-- Instructions for the task --
Every line of the data needs to be returned exactly.

▬▬▬▬▬▬

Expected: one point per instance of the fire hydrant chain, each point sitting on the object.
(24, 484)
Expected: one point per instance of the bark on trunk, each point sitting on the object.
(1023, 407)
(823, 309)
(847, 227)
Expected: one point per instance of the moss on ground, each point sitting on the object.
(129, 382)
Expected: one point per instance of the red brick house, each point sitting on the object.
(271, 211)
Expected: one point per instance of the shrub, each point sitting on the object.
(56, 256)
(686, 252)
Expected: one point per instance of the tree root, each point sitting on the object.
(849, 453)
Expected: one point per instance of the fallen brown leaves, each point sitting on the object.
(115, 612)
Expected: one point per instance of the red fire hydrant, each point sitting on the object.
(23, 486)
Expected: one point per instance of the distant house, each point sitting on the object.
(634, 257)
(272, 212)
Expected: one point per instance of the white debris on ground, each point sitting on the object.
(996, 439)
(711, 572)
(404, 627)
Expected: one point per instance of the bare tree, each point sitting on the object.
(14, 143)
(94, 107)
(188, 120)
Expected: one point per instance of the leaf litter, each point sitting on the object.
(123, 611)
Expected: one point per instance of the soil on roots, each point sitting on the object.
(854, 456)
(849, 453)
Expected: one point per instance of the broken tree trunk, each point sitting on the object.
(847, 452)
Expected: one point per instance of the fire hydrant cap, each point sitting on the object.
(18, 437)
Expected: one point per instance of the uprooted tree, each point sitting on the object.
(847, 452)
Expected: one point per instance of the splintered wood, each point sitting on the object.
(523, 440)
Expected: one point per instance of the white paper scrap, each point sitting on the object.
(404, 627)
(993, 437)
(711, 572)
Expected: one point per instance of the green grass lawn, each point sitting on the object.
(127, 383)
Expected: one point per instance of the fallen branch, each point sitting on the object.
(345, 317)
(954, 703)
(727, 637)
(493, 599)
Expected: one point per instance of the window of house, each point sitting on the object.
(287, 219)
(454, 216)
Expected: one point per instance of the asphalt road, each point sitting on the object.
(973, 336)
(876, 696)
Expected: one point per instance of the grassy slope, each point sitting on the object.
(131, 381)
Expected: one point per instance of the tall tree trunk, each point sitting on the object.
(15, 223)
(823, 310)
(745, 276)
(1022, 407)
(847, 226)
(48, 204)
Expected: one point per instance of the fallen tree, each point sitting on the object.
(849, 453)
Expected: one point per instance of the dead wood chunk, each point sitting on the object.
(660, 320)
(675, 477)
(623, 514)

▬▬▬▬▬▬

-- Worked solution --
Expected: one point per instance of the fire hydrant chain, each point sitting on the object.
(24, 484)
Expected: one point per instance of the bark on trunk, each point sitting on the object.
(1023, 407)
(823, 309)
(847, 227)
Expected: one point per instance of the moss on ground, each point sitting on the object.
(129, 382)
Expected: one point per instance of the red brick house, each point sitting on the object.
(271, 211)
Expected: one point per instance of the shrub, each point sitting on the object.
(56, 256)
(686, 252)
Expected: one point per instance of the tree root, each point sitting on the object.
(849, 453)
Expected: one point per instance of the fallen brown leaves, each point sitting on the object.
(115, 612)
Expected: one point per instance of the red fire hydrant, each point sitting on the object.
(23, 486)
Expected: one point per instance of the distant house, each point sitting on the object.
(634, 257)
(272, 212)
Expected: one point per instance of the white debris on ground, each point sitting on the object.
(996, 439)
(711, 572)
(404, 627)
Expected: one point per instance of the bare tree, each point sitting on the object.
(14, 143)
(94, 107)
(188, 120)
Expected: one point per instance of the leaf litter, each point sitting on the object.
(123, 611)
Expected: one point per instance of the soil on roots, each point sitting on the object.
(854, 456)
(849, 453)
Expected: one point per instance of the broken tree trunk, each point sitting on the object.
(847, 452)
Expected: one point per instance of the fire hydrant cap, each point sitting on the object.
(18, 437)
Expected: one point per instance of the uprooted tree, each point sitting on the object.
(847, 452)
Expected: one point per instance of the splintered wood, each point sitting on the object.
(523, 440)
Expected: one point per instance of the white paper scrap, each point sitting on the object.
(404, 627)
(993, 437)
(711, 572)
Expected: one point per instance of the green grass lawn, each point sitting on the object.
(127, 383)
Expected: one point per instance of the fallen branch, each point sitting on the object.
(345, 317)
(954, 703)
(727, 637)
(493, 599)
Expected: one point per instance of the window of house, each point sitting on the object.
(287, 219)
(454, 216)
Expected: one point per instance of the asphalt road, each point sitting on the object.
(973, 336)
(876, 696)
Expected: one point per instance of the grassy slope, each point sitting on the object.
(131, 381)
Expected: one point per instance of the tall tree trunk, each point sitting on the object.
(15, 223)
(823, 310)
(745, 276)
(1022, 407)
(847, 226)
(48, 204)
Expected: one point per instance of the fallen tree, each point sitting on the object.
(849, 453)
Expected: one point per instance of the dead wood chunk, each point sitting on the object.
(660, 320)
(675, 477)
(623, 514)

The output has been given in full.